TEXTO FORNECIDO:

------------------------------------------------------------------------

Simultâneo ao incentivo de garimpeiros, grileiros e madeireiros por parte do governo vieram os desmontes de órgãos e de políticas públicas específicas para os indígenas nas áreas da saúde, educação e meio ambiente. Medidas provisórias e pareceres que visam suprimir os direitos fundamentais dos povos originários foram impulsionadas, em destaque a MP 910/19 que legaliza a grilagem nos territórios de comunidades tradicionais e o parecer 001/17 da Advocacia Geral da União que inviabiliza e revê demarcações com base no chamado "marco temporal".

Em janeiro de 2020 continuaram as investidas de fazendeiros e empreendedores imobiliários contra 180 famílias de retomadas que buscavam expandir os limites da superpovoada aldeia. Segundo nota do Cimi, elas foram alvo de ataques não apenas de seguranças privados como também do Departamento de Operações de Fronteira (DOF) e da polícia que dispararam contra os acampamentos e destruíram barracos e pertences com um trator blindado. Artefatos explosivos foram espalhados e um deles detonou na mão de um adolescente decepando seus dedos.

------------------------------------------------------------------------

DADOS FORNECIDOS:
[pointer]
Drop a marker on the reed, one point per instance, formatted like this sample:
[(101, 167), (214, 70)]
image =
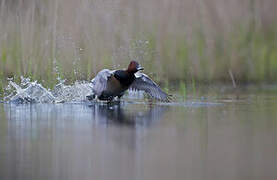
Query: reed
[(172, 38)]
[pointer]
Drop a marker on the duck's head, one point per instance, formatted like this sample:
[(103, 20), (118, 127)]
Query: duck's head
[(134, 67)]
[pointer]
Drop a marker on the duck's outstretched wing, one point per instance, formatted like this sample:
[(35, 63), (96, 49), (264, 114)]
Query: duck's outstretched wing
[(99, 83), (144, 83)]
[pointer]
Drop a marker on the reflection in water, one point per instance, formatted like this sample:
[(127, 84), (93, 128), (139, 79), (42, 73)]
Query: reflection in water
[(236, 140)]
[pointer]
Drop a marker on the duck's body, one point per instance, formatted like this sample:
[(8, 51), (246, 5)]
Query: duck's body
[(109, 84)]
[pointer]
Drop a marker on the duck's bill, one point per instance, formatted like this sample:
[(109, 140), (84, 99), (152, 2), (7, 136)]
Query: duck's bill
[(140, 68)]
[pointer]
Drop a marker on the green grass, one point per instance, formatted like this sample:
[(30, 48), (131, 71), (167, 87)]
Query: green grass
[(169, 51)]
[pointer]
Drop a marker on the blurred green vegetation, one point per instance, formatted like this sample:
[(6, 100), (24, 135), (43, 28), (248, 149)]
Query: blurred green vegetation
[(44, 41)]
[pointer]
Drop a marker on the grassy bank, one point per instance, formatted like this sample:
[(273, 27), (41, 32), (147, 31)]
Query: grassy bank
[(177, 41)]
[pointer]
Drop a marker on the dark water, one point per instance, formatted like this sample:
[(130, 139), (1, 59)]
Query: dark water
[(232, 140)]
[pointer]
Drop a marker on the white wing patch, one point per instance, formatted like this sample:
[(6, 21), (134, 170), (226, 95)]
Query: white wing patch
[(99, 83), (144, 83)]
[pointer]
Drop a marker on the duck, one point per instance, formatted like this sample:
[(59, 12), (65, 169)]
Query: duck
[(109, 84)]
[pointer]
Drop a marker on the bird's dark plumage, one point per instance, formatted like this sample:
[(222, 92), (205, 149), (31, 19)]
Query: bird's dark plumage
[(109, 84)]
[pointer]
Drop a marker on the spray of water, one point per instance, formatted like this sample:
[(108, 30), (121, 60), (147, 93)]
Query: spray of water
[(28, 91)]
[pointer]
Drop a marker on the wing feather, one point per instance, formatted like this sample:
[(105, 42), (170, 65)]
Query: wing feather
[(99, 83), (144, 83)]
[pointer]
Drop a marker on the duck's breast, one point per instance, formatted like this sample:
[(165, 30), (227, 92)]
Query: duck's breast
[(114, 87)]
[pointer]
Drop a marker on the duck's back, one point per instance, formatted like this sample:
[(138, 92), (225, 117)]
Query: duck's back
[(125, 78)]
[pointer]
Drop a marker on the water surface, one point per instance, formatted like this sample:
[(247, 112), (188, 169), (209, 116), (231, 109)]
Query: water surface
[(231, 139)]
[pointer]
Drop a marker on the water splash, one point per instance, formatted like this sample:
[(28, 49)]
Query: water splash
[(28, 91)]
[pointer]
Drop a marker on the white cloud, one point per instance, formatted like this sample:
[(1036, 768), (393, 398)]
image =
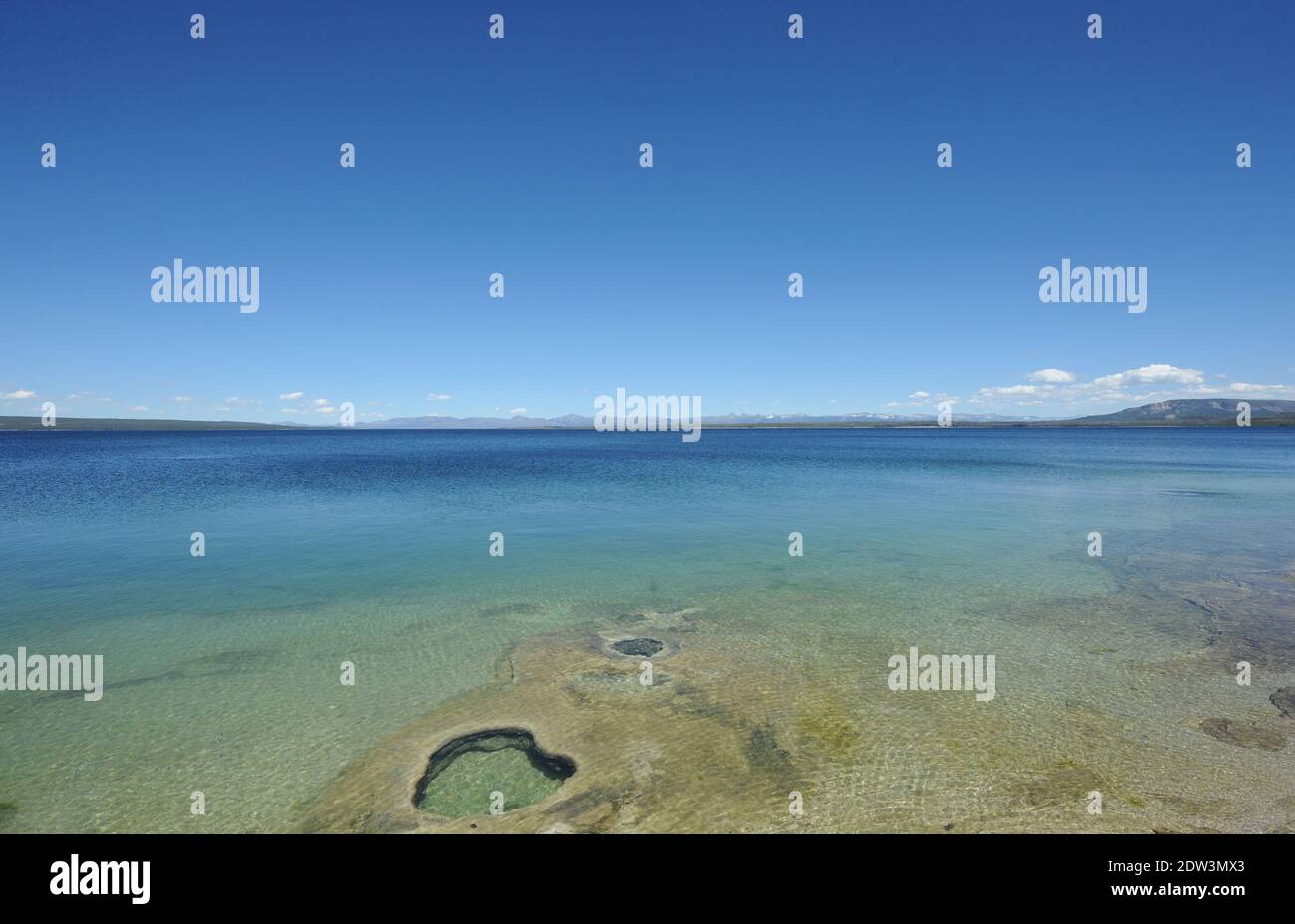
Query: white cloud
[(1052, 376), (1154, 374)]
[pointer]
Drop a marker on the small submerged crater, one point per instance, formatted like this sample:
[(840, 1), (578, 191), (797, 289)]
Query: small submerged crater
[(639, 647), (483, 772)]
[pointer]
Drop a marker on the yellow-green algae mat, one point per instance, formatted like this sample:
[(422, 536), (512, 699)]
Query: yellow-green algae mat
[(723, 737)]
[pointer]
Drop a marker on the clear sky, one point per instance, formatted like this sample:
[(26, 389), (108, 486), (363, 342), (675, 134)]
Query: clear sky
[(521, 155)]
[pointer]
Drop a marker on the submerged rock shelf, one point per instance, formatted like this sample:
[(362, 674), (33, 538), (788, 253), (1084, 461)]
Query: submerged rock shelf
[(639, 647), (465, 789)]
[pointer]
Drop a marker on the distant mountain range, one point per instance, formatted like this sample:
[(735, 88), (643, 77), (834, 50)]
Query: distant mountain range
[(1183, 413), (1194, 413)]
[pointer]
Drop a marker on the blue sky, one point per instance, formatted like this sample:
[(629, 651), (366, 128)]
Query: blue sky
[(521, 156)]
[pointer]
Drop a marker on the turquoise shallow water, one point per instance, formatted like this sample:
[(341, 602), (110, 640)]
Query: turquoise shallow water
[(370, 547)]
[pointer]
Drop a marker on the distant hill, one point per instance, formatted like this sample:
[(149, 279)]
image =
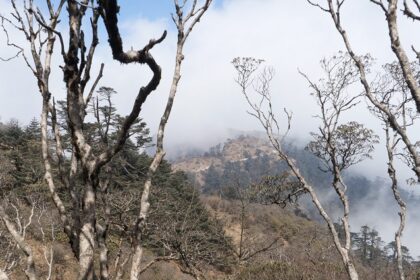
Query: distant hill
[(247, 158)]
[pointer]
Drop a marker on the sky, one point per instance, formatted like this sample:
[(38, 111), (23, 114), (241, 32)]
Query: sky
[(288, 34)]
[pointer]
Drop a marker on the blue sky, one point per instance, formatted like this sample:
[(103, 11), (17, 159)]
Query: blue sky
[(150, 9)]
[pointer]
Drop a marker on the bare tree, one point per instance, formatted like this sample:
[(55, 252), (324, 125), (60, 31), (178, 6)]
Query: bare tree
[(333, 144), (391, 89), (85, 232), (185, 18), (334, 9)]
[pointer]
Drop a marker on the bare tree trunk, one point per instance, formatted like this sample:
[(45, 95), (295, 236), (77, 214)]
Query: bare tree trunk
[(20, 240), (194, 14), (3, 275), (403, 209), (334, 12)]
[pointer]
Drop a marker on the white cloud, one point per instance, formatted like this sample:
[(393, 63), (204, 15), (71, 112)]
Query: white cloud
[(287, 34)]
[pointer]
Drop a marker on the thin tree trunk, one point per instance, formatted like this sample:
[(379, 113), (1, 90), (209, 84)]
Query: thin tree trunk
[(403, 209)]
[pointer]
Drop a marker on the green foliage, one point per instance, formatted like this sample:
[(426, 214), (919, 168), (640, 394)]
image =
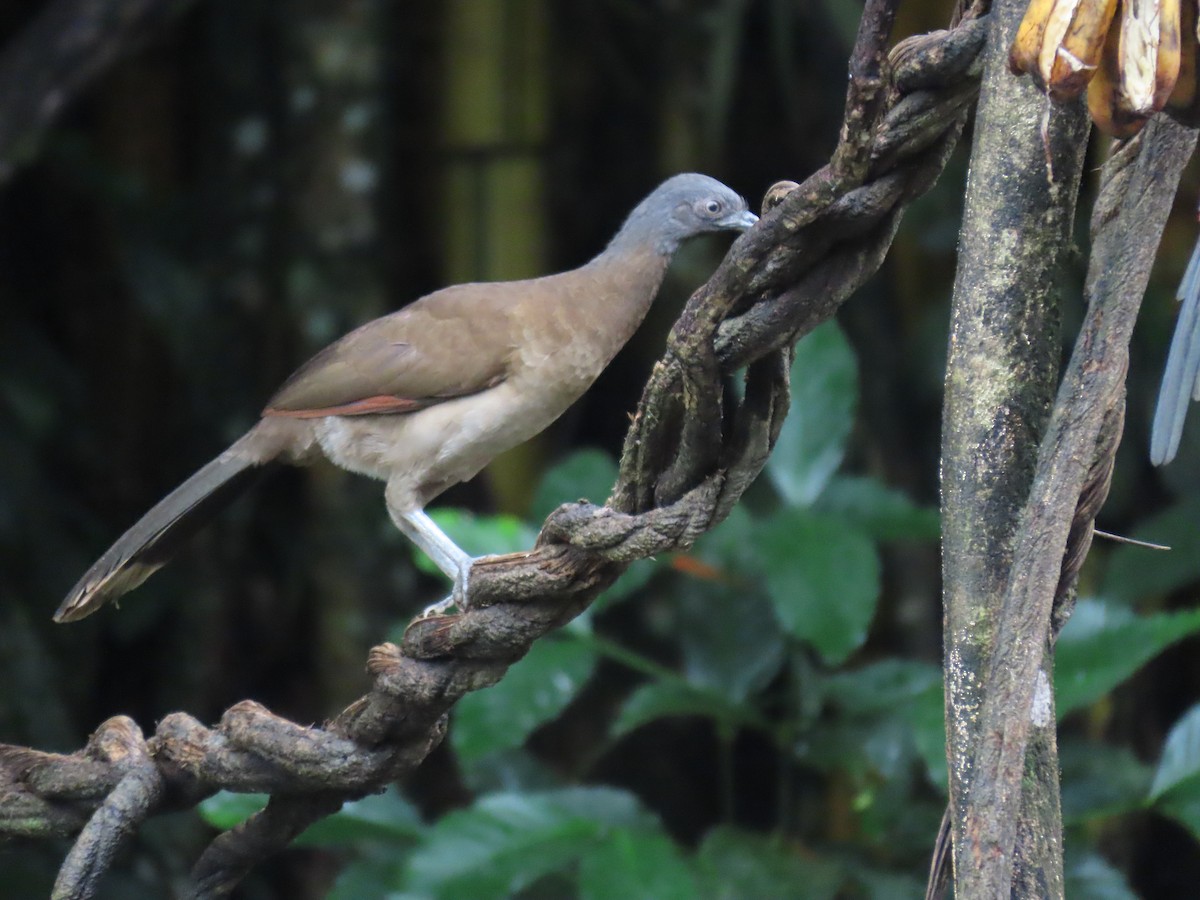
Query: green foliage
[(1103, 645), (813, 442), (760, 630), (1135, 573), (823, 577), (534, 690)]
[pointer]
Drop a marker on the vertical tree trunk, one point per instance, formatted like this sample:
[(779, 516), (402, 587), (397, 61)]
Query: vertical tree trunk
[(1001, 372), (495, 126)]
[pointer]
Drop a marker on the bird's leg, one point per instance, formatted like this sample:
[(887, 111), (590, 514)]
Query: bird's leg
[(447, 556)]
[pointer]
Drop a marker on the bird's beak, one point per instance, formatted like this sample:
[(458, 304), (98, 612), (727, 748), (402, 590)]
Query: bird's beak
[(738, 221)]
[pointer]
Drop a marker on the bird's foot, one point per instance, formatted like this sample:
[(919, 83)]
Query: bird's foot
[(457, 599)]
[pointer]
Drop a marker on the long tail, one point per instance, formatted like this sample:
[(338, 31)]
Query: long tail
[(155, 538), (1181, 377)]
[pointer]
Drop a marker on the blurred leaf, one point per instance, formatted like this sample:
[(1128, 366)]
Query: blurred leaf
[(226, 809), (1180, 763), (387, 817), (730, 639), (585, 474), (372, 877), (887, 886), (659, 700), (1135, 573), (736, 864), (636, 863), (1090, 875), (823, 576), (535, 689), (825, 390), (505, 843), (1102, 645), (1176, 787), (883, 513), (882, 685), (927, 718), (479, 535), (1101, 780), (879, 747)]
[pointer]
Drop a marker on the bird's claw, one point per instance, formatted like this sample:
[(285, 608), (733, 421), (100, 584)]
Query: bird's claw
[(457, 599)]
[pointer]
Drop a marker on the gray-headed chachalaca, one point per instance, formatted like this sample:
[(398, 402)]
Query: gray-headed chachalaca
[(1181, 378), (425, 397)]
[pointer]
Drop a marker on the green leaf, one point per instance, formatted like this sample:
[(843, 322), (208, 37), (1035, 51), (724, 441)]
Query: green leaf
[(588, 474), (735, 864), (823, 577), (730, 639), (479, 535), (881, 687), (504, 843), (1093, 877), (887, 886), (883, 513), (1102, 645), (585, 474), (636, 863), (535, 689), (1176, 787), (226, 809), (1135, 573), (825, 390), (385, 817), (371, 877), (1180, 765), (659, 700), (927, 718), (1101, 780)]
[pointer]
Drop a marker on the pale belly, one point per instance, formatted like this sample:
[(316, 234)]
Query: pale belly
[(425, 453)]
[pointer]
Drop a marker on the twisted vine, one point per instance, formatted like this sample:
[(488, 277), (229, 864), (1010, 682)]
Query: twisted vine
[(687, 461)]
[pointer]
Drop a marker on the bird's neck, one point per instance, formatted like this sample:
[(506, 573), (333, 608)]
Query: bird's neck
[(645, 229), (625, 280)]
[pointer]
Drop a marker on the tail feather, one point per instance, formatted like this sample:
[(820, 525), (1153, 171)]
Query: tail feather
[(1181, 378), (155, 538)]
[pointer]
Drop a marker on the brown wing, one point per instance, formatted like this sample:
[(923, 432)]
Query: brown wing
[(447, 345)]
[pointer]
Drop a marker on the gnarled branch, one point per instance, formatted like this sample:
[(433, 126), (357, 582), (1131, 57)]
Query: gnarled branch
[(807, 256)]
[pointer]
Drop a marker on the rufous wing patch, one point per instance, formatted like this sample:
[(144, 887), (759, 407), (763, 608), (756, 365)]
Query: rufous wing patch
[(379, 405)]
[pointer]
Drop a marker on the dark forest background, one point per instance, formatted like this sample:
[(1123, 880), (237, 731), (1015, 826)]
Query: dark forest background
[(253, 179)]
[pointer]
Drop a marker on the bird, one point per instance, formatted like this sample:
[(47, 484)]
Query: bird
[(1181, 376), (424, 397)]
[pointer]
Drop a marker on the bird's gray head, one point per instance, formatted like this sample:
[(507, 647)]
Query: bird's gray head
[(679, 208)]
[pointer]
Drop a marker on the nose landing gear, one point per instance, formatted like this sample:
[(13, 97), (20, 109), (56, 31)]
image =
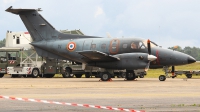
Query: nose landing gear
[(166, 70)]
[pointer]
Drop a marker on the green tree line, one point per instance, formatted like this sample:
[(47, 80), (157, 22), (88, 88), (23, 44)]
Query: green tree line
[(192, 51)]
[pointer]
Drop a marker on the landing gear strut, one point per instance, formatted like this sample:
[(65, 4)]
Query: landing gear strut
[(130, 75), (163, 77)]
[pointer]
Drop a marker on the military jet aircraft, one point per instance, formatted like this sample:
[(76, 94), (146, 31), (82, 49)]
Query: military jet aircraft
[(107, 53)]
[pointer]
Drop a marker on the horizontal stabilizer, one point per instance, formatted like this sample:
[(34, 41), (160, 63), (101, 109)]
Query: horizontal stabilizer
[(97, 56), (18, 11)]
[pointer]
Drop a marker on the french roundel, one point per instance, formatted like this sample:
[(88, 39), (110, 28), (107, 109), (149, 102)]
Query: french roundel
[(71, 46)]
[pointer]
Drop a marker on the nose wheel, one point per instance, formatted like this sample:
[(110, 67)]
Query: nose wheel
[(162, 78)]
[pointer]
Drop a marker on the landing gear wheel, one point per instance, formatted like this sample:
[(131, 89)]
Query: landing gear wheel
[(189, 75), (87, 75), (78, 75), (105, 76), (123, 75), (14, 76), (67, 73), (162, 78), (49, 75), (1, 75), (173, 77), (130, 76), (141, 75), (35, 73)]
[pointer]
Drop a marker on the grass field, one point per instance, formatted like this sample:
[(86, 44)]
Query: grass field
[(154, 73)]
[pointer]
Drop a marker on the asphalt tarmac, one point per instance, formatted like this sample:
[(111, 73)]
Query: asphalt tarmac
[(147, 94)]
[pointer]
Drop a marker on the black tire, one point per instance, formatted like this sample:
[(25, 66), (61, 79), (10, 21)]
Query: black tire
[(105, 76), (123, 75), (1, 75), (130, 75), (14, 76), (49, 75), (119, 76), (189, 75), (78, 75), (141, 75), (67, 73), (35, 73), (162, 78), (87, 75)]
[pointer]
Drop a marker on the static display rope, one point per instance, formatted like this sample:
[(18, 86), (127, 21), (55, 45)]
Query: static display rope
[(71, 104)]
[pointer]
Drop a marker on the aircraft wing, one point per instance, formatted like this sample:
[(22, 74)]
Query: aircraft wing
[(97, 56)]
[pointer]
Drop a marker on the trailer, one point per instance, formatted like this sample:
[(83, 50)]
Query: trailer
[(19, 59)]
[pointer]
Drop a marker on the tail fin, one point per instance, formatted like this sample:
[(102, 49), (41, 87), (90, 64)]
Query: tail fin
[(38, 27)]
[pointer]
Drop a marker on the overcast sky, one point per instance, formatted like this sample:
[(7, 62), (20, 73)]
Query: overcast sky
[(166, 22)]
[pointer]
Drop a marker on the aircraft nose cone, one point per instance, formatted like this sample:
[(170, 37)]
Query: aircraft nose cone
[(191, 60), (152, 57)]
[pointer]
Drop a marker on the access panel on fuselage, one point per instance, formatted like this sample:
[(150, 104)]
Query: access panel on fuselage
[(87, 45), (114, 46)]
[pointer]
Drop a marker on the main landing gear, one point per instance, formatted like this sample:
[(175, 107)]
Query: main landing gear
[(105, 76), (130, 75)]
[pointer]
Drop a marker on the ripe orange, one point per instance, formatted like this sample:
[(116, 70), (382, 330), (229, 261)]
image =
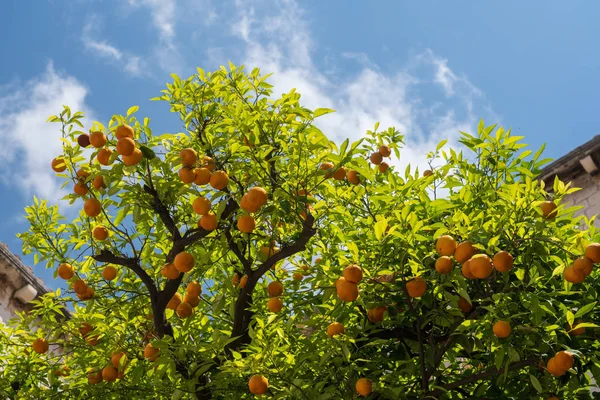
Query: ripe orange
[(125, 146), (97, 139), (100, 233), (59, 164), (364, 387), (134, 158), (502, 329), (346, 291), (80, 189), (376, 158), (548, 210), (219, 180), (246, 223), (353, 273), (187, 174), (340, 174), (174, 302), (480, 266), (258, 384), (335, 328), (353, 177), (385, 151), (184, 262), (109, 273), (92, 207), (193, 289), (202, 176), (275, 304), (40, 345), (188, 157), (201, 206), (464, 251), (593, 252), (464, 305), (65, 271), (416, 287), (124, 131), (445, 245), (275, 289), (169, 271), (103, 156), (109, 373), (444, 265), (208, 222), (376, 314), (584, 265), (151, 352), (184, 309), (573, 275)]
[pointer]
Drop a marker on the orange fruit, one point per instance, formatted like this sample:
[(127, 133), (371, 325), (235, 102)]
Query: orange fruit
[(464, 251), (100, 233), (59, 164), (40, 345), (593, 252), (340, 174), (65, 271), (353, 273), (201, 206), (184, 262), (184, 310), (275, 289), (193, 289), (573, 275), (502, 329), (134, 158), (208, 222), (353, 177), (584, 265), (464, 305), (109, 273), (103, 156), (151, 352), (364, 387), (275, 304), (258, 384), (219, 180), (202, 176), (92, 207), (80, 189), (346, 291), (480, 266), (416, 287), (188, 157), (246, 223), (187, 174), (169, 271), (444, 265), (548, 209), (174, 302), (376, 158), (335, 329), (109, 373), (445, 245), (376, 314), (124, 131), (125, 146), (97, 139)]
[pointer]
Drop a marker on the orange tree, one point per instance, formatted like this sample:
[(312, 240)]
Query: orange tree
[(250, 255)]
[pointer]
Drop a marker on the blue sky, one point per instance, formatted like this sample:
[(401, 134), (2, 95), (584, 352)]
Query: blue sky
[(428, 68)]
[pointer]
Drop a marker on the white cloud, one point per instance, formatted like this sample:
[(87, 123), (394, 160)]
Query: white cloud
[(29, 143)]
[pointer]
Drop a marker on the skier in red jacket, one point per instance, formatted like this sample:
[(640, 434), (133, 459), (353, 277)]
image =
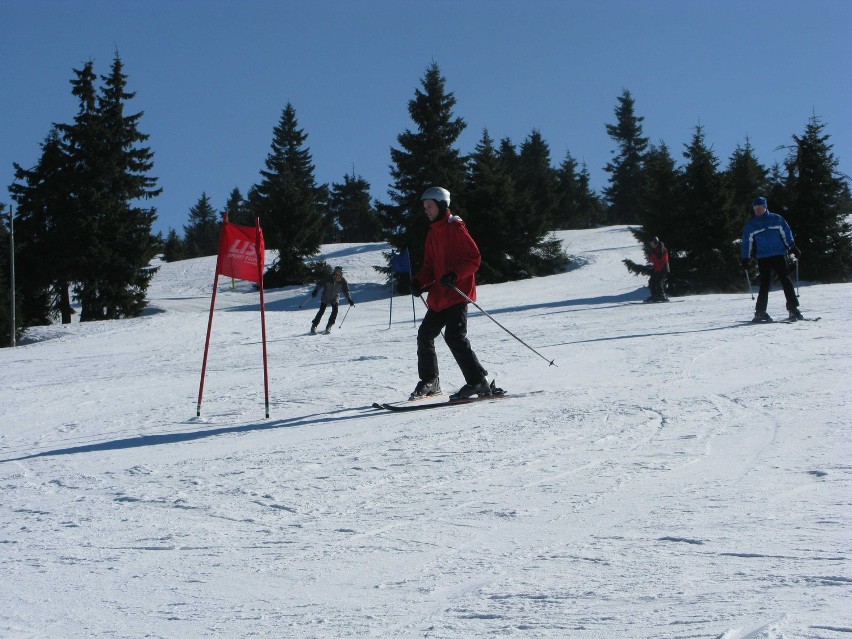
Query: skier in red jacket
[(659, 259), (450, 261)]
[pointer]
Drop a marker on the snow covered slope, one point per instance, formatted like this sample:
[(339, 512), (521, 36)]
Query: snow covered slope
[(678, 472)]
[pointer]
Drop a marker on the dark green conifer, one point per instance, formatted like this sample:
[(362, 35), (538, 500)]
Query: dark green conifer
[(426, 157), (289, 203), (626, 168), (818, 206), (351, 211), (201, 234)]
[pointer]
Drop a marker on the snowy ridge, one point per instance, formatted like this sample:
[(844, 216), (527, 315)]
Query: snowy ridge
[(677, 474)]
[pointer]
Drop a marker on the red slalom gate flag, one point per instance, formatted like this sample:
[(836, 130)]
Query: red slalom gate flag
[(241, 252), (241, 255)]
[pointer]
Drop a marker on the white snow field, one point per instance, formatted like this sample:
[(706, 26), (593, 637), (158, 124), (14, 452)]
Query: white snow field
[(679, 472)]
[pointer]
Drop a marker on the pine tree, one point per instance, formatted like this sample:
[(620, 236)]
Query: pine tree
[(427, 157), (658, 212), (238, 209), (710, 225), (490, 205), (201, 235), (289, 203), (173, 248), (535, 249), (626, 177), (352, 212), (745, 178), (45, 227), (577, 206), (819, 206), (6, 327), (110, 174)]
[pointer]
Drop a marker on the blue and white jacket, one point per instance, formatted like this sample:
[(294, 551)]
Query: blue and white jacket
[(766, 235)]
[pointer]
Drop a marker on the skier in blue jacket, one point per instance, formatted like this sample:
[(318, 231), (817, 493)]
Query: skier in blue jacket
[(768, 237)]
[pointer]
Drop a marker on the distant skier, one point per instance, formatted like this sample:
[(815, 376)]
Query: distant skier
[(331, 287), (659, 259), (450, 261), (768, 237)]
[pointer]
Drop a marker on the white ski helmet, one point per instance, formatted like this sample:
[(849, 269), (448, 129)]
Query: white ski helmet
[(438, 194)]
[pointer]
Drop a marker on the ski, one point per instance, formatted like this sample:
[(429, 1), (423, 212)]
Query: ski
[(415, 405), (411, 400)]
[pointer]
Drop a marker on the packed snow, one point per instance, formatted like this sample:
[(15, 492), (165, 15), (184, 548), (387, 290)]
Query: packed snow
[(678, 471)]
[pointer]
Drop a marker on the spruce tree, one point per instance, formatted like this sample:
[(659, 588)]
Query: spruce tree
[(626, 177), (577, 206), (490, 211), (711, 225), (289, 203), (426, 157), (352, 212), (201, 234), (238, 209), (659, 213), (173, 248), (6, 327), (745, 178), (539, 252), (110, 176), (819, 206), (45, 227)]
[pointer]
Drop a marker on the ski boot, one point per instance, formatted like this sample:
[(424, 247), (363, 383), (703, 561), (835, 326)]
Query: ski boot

------------------------------------------------------------------------

INSTRUÇÃO A: Transcreva, do texto sobre os direitos dos povos indígenas, o trecho entre "Em janeiro de" e "decepando seus dedos.", incluindo as duas expressões.
INSTRUÇÃO B: Prossiga o texto sobre os ataques às comunidades indígenas a partir do ponto em que ele termina.

RESPOSTA DA TAREFA A:
Em janeiro de 2020 continuaram as investidas de fazendeiros e empreendedores imobiliários contra 180 famílias de retomadas que buscavam expandir os limites da superpovoada aldeia. Segundo nota do Cimi, elas foram alvo de ataques não apenas de seguranças privados como também do Departamento de Operações de Fronteira (DOF) e da polícia que dispararam contra os acampamentos e destruíram barracos e pertences com um trator blindado. Artefatos explosivos foram espalhados e um deles detonou na mão de um adolescente decepando seus dedos.

RESPOSTA DA TAREFA B:
Até o momento ninguém foi responsabilizado por tamanhas atrocidades. Durante a pandemia os ataques contra as comunidades não pararam e as manifestações de ódio e racismo aumentaram muito nas redes sociais. Quando vão para a cidade em busca de alimentos, os Guarani e Kaiowá sofrem preconceito por parte da população e são acusados de ser a fonte da doença.

Não há qualquer possibilidade de mudança nas posturas do governo que trata os indígenas como inimigos e lhes aplica o princípio de guerra de que todo inimigo deve ser eliminado. Como os Guarani e Kaiowá denunciam na carta emergencial, há uma política genocida em curso. A final de contas esta crise sanitária está mostrando como indígenas e trabalhadores em geral são descartáveis para o capital.

Correio da Cidadania: Quais as perspectivas da pandemia nas aldeias de acordo com o que debatemos aqui e com o que você possui de informação e conhecimento?

Gabriela Guillen: O boletim epidemiológico de 27 de maio revela 72 novos casos de indígenas confirmados com a Covid-19 na aldeia Bororó/Jaguapiru. Os pacientes estão estáveis e até o momento não tem havido necessidade de internação nas UTIs dos hospitais de Dourados. Mesmo assim a situação é preocupante por todas as condições de precariedade social e econômica e a instabilidade jurídica e institucional que fragilizam as comunidades.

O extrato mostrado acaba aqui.